**Short task**. Copy every entry precisely.

**Available data**.
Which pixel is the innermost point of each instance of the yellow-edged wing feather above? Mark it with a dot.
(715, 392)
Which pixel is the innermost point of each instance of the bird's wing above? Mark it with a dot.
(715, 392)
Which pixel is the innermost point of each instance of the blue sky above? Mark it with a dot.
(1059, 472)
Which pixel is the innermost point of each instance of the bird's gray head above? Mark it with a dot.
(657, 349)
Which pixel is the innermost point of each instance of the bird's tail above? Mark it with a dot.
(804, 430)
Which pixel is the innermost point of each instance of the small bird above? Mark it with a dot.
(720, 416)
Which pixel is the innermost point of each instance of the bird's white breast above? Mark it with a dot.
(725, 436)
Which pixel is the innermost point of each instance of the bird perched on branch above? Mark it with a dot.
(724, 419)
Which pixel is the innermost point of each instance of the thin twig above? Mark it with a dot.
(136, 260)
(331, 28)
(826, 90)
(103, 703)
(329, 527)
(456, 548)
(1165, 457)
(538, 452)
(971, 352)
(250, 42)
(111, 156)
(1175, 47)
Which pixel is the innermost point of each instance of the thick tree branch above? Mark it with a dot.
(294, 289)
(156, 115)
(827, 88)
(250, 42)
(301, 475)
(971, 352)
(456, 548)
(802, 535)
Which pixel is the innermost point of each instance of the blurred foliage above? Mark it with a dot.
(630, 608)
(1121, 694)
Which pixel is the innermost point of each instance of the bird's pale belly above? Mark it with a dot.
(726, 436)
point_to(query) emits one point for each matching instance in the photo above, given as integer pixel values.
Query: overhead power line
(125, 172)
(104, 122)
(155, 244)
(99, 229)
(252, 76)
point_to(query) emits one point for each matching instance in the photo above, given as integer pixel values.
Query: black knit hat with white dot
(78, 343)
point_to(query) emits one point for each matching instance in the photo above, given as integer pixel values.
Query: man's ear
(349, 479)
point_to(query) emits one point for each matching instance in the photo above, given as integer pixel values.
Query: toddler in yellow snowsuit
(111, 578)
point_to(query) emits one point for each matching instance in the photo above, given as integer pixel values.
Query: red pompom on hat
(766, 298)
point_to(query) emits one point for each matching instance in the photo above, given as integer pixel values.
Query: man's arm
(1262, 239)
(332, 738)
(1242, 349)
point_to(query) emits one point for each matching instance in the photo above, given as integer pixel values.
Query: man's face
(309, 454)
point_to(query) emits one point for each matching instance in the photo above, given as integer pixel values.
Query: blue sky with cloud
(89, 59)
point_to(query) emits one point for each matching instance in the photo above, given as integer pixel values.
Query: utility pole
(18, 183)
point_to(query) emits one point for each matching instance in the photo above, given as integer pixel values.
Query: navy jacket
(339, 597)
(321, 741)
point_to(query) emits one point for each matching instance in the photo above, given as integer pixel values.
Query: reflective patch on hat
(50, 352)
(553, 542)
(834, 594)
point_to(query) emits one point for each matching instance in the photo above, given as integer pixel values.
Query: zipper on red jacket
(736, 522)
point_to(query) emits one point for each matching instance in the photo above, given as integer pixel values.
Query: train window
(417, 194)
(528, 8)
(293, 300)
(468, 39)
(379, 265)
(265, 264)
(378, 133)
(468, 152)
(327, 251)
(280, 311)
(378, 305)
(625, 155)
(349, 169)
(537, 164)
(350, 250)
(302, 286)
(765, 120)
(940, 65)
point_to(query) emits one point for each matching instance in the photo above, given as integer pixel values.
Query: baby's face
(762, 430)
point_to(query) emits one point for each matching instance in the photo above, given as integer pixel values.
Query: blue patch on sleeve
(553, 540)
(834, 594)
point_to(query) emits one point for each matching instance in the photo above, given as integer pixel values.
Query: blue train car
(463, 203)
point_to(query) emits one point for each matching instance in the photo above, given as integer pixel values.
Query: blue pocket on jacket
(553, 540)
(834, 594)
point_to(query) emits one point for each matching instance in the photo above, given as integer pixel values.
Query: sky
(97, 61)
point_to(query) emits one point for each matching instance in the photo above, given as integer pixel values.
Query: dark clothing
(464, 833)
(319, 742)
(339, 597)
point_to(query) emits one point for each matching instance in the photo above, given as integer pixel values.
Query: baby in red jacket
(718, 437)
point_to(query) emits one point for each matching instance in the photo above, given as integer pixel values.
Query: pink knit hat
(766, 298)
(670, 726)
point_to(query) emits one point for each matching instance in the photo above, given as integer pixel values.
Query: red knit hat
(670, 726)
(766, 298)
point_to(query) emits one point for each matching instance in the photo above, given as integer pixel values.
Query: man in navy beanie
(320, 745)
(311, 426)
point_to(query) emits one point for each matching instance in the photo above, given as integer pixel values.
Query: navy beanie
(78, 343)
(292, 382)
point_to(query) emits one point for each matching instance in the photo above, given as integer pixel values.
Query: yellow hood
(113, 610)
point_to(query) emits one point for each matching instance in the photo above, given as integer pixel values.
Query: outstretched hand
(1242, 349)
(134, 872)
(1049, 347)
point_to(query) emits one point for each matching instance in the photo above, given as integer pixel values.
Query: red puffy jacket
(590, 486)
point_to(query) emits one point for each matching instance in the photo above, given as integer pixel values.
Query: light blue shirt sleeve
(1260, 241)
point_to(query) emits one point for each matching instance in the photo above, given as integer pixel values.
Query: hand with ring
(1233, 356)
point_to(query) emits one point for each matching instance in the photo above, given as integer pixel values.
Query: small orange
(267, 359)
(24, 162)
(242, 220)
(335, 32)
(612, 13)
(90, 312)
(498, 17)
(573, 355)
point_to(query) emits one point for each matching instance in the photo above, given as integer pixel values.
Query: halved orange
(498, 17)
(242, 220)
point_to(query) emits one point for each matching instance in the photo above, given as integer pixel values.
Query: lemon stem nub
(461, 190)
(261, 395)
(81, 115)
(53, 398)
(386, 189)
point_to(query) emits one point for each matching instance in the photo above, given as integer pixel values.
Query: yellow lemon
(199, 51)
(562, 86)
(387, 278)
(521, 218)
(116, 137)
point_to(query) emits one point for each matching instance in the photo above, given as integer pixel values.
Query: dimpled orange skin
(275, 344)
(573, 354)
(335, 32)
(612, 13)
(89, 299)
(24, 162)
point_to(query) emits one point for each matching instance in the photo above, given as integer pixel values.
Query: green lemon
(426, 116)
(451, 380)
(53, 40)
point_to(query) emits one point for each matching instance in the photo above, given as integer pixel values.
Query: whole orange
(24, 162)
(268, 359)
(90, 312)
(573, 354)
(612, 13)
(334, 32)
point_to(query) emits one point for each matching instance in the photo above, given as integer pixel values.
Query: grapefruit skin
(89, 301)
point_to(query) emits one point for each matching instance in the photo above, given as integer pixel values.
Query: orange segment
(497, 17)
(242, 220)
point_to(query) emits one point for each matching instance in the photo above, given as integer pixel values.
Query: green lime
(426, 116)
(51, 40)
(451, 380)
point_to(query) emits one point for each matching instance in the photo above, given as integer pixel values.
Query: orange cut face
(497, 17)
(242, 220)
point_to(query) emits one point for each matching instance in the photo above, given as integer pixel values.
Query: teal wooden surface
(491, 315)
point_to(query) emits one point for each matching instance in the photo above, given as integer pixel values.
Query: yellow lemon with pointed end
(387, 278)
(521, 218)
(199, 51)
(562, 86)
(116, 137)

**The reply**.
Which pixel is the innermost point of each instance of the yellow-edged wing feather above? Mark it with a dot.
(715, 392)
Which pixel is the innermost point of each instance of the bird's wing above? Mark it with a dot.
(715, 392)
Which pixel is the innermost point of each instance of the blue sky above? Mark it with a dot.
(1059, 472)
Which pixel is the innermost point of each instance of the bird's gray head above? Mark it with a dot.
(657, 349)
Which pixel is the innermost point of each instance of the bird's tail above? Mark it with a dot.
(804, 430)
Which pixel is the innermost point of each instance of the small bird above? Mark it with a dot.
(720, 416)
Which pixel is the innermost point of each instance of the bird's white breast above? Mark it with a dot.
(725, 436)
Which pixel is the innermost point of each instance of the bird perched on branch above? Mark it with a dot.
(724, 419)
Which pixel is the innermost point of each instance of the thin twig above? Mark it with a dot.
(136, 260)
(331, 28)
(826, 90)
(103, 703)
(329, 527)
(456, 548)
(1165, 457)
(538, 452)
(971, 352)
(250, 42)
(111, 156)
(1175, 47)
Which pixel is the innermost point of each instance of the thick tree branch above? Mark it with a dot.
(294, 289)
(156, 115)
(827, 88)
(250, 42)
(301, 475)
(971, 352)
(456, 548)
(802, 535)
Which pixel is the innermost point of each instance of the blurred foliage above? Mark it with a dot.
(630, 608)
(1121, 694)
Which pixel is the innermost point of each instance of the bird's pale belly above? Mark it with a dot.
(726, 436)
point_to(query) emits one point for each matching instance in the photo above, given as integer pixel values.
Query: overhead power line
(125, 172)
(104, 122)
(155, 244)
(99, 229)
(252, 76)
point_to(query) emits one point for each matching instance in the photo above, given as integer pixel values.
Query: black knit hat with white dot
(78, 343)
point_to(query) emits one point for each matching instance in the photo above, given as integer pixel values.
Query: man's ear
(349, 479)
point_to(query) emits one point for each matching instance in the photo above, given as integer pixel values.
Query: toddler in yellow snowsuit
(111, 578)
point_to(query) emits one point for each matching instance in the photo above, given as integer pixel values.
Query: red pompom on hat
(766, 298)
point_to(query) emits one point for each matching instance in the photo above, given as integer pixel values.
Query: man's arm
(1262, 239)
(332, 738)
(1242, 349)
point_to(query) emits one point for each matching instance in the photo above, given as integer pixel values.
Query: man's face
(309, 454)
point_to(query) emits one point for each matching instance in the photo above, given as integer pixel values.
Query: blue sky with cloud
(89, 59)
point_to(query) emits one point for each matching instance in the photo above, given as integer pixel values.
Query: utility pole
(18, 183)
point_to(query) emits one point for each matching instance in the photo above, given as integer pixel values.
Query: navy jacket
(339, 597)
(321, 741)
point_to(query) emits one point for each matching instance in the photo above, given as integer pixel values.
Query: reflective patch on hat
(50, 352)
(553, 542)
(834, 594)
point_to(query) emits one point for each matching instance in the photo above, given as integer pixel values.
Query: zipper on red jacket
(736, 522)
point_to(query) emits one point for each matching instance in the photo above, given as integer pixel values.
Query: train window
(417, 194)
(528, 8)
(293, 300)
(468, 39)
(379, 265)
(265, 264)
(378, 133)
(468, 152)
(327, 251)
(280, 311)
(378, 305)
(625, 155)
(349, 169)
(537, 164)
(350, 250)
(302, 286)
(765, 120)
(940, 65)
point_to(query) emits one point for each matching instance in the photo above, given as integer pixel values.
Query: baby's face
(762, 430)
point_to(query) emits one point for each matching instance in the photo above, given as integer pixel values.
Query: blue patch on sleeve
(553, 540)
(834, 594)
point_to(query) emits one point for each matching instance in the photo above, given as integer pixel values.
Query: blue train car
(463, 203)
point_to(query) emits one point for each matching instance in the photo above, given as integer pixel values.
Query: blue pocket on jacket
(553, 540)
(834, 594)
point_to(query) emits one point for each matching instance in the photo above, given as integer pixel values.
Query: sky
(97, 61)
point_to(query) emits one point for each matching instance in the photo above, given as integer pixel values.
Query: dark clothing
(464, 833)
(319, 742)
(339, 597)
point_to(query) emits one point for each matching instance in the photo above, given as integer pixel values.
Query: baby in red jacket
(718, 437)
point_to(query) emits one point for each matching instance in the photo above, given as integer pixel values.
Query: pink knit hat
(766, 298)
(670, 726)
point_to(query) emits one point for each matching instance in the photo above, given as integer pixel values.
Query: red knit hat
(670, 726)
(766, 298)
point_to(query) emits one point for each matching instance in the photo above, given as integer pixel values.
Query: man in navy beanie
(320, 745)
(311, 426)
point_to(query) emits one point for each matching instance in the photo above, given as integer pixel values.
Query: navy beanie
(78, 343)
(292, 382)
point_to(query) emits one point for each matching instance in the photo above, given as integer pixel values.
Query: yellow hood
(113, 610)
point_to(query) emits one point for each matching instance in the photo above, given as integer pixel values.
Query: outstretched hand
(1242, 349)
(134, 872)
(1049, 347)
point_to(query) emits one point for each matching instance in the photo above, given as integer pixel values.
Query: red puffy jacket
(590, 486)
point_to(query) emits one point for each matching instance in the photo above, given as integer pixel values.
Query: light blue shirt sleeve
(1260, 241)
point_to(query) emits one point for each matching instance in the photo above, given as integer pixel values.
Query: hand with ring
(1233, 356)
point_to(query) emits one point for each matching instance in the photo above, given as integer pixel values.
Query: small orange
(267, 359)
(24, 162)
(242, 220)
(335, 32)
(612, 13)
(90, 312)
(498, 17)
(573, 355)
point_to(query) emits one point for each matching instance in the photo above, given as integer pixel values.
Query: halved orange
(498, 17)
(242, 220)
point_to(query) emits one point for each matching instance in the photo above, given as integer pixel values.
Query: lemon stem nub
(461, 190)
(261, 395)
(81, 115)
(53, 398)
(386, 189)
point_to(query) emits one point for each matching instance in the photo above, given as integer pixel values.
Query: yellow lemon
(199, 51)
(562, 86)
(387, 278)
(521, 218)
(116, 137)
point_to(query) emits one point for each matching instance in the photo above, given as integer pixel values.
Query: dimpled orange skin
(275, 344)
(573, 354)
(335, 32)
(612, 13)
(89, 299)
(24, 162)
point_to(query) emits one point for each matching instance in the photo above, given as integer pixel values.
Query: green lemon
(426, 116)
(451, 380)
(53, 40)
point_to(query) emits one point for each matching instance in the photo above, given as integer pixel values.
Query: whole orange
(24, 162)
(268, 359)
(90, 312)
(573, 354)
(612, 13)
(334, 32)
point_to(query) emits one point for each matching instance in the photo above, given as integer pixel values.
Query: grapefruit skin
(89, 301)
point_to(query) emits one point for each matching instance in the photo above, given as integer pixel values.
Query: orange segment
(497, 17)
(242, 220)
point_to(query) emits one point for each matching instance in the photo above, given as integer pixel values.
Query: green lime
(426, 116)
(51, 40)
(451, 380)
point_to(query) emits one point for each matching instance in the photo above, given as integer pixel values.
Query: orange cut face
(497, 17)
(242, 220)
point_to(query) emits one point for each matching instance in the photo above, given as integer pixel values.
Query: teal wooden surface
(491, 315)
point_to(query) emits one point for each matching instance in the photo above, given as integer pixel values.
Query: yellow lemon with pointed end
(387, 278)
(521, 218)
(199, 51)
(562, 86)
(116, 137)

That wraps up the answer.